(PEDIDO 1): Responda se cada afirmação abaixo está de acordo com o texto sobre a mula do tráfico, com sim ou não e as palavras do texto que decidem, copiadas sem mudança. (a) Quem transporta droga ilícita sempre faz parte da associação para o tráfico. (b) A 6ª Turma do Superior Tribunal de Justiça negou provimento a um recurso do Ministério Público. (c) Segundo a ministra Laurita Vaz, a jurisprudência do Superior Tribunal de Justiça tem acompanhado a posição do Supremo Tribunal Federal.
(PEDIDO 2): Transcreva sem alterar nada o trecho do texto sobre a mula do tráfico que começa nas palavras que contêm "De acordo com" e termina em "das cortes superiores.".

(PÁGINA):
···
Apesar de tais personagens aparentemente não se relacionarem em nada, observa-se um ponto em comum: tanto a mula quanto o laranja, quando desconhecem o esquema criminoso, não integram a associação para o tráfico (artigo 35 da Lei nº 11.343/2006) e a organização criminosa (artigo 2º, da Lei nº 12.850/2013), respectivamente.

Nesse sentido, em relação à chamada mula do tráfico de drogas, o Superior Tribunal de Justiça, no informativo de jurisprudência em teses que tratou da Lei n° 11.343/06 [1], trouxe a tese de que "a condição de 'mula' do tráfico, por si só, não afasta a possibilidade de aplicação da minorante do parágrafo 4º do artigo 33 da Lei 11.343/2006, uma vez que a figura de transportador da droga não induz, automaticamente, à conclusão de que o agente integre, de forma estável e permanente, organização criminosa".

Para a 6ª Turma do Superior Tribunal de Justiça, a pessoa que transporta drogas ilícitas nem sempre integra a associação para o tráfico. Assim, o colegiado negou provimento a recurso em que o Ministério Público questionava a aplicação da minorante do tráfico privilegiado sob o argumento de que o transporte de droga, em quantidade expressiva, pressupõe que a pessoa responsável pela tarefa seja parte da estrutura criminosa [2].

De acordo com a ministra Laurita Vaz, a jurisprudência do Superior Tribunal de Justiça tem acompanhado a atual posição do Supremo Tribunal Federal, entendendo que, se não há prova inequívoca do envolvimento estável e permanente do agente com a organização criminosa, não se pode afastar automaticamente a caracterização do tráfico privilegiado.

Ou seja, a mula do tráfico de drogas nem sempre incorre na figura típica da associação para o tráfico, "sendo imprescindível, para tanto, prova inequívoca do seu envolvimento, estável e permanente, com o grupo criminoso" [3], nos termos da reiterada jurisprudência das cortes superiores.
···
(DADOS):
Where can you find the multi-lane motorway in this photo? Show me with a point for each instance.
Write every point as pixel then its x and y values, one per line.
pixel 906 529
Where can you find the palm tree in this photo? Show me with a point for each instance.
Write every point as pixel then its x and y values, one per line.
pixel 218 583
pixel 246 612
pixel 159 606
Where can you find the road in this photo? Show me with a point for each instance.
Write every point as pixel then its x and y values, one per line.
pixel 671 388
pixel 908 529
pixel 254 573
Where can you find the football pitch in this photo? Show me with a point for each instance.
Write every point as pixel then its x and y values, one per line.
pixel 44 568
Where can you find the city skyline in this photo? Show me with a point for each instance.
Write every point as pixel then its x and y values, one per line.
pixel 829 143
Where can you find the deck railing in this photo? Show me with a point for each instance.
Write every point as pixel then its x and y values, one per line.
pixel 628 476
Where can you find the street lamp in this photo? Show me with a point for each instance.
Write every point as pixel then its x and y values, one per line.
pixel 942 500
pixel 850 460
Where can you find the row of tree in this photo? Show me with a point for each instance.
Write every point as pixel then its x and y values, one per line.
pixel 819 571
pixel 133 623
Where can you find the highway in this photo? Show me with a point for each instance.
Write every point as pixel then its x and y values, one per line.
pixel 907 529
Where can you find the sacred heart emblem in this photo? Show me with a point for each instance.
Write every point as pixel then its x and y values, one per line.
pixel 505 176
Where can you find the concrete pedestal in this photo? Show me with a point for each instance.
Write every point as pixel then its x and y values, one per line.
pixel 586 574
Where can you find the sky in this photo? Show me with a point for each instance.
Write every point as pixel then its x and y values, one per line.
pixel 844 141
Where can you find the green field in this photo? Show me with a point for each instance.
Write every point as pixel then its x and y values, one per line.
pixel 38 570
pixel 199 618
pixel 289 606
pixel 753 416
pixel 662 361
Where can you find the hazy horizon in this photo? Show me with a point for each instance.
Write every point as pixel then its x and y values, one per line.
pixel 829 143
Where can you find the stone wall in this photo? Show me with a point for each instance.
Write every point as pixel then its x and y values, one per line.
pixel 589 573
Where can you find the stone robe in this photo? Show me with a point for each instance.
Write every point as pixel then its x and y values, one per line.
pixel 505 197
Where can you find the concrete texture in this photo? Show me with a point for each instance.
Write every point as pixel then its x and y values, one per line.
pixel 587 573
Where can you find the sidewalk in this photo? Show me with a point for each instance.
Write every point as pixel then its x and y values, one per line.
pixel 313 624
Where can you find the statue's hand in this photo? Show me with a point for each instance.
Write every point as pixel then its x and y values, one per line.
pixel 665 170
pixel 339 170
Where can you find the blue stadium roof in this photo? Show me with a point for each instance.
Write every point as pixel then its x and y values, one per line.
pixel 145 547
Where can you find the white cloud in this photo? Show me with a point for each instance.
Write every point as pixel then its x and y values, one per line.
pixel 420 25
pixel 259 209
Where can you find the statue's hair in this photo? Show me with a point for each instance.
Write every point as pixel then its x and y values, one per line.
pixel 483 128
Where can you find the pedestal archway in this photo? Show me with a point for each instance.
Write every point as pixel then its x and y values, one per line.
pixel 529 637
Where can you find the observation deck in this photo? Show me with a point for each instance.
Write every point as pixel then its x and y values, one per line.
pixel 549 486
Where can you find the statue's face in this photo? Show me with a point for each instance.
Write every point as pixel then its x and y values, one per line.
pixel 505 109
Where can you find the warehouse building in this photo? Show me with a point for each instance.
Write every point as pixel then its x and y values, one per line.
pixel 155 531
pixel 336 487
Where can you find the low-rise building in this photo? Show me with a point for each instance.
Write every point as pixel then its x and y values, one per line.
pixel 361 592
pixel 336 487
···
(RESPOSTA 1):
(a) Não: "a pessoa que transporta drogas ilícitas nem sempre integra a associação para o tráfico"
(b) Sim: "o colegiado negou provimento a recurso em que o Ministério Público questionava a aplicação da minorante do tráfico privilegiado"
(c) Sim: "a jurisprudência do Superior Tribunal de Justiça tem acompanhado a atual posição do Supremo Tribunal Federal"

(RESPOSTA 2):
De acordo com a ministra Laurita Vaz, a jurisprudência do Superior Tribunal de Justiça tem acompanhado a atual posição do Supremo Tribunal Federal, entendendo que, se não há prova inequívoca do envolvimento estável e permanente do agente com a organização criminosa, não se pode afastar automaticamente a caracterização do tráfico privilegiado.

Ou seja, a mula do tráfico de drogas nem sempre incorre na figura típica da associação para o tráfico, "sendo imprescindível, para tanto, prova inequívoca do seu envolvimento, estável e permanente, com o grupo criminoso" [3], nos termos da reiterada jurisprudência das cortes superiores.